▶ DIRECTIONS FOR THIS TASK: Please reproduce every line of the data below word for word, leaving out the pictures.
-- START --
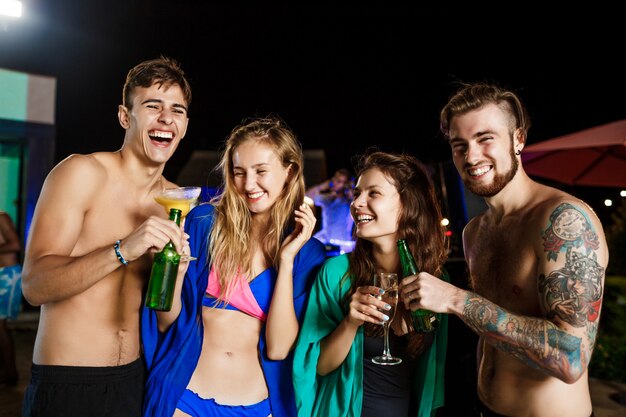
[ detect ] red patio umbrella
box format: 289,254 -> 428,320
522,120 -> 626,188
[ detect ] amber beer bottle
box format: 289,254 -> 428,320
397,239 -> 439,333
146,209 -> 181,311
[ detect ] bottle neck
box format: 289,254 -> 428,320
-- END --
▶ SOLUTION TO THIS PROBLEM:
[ detect ] red patio umbrella
box format: 289,254 -> 428,320
522,120 -> 626,188
[ detect ] amber beer bottle
box format: 289,254 -> 428,320
397,239 -> 439,333
146,209 -> 181,311
[ detect ] bottle neck
box format: 289,254 -> 428,320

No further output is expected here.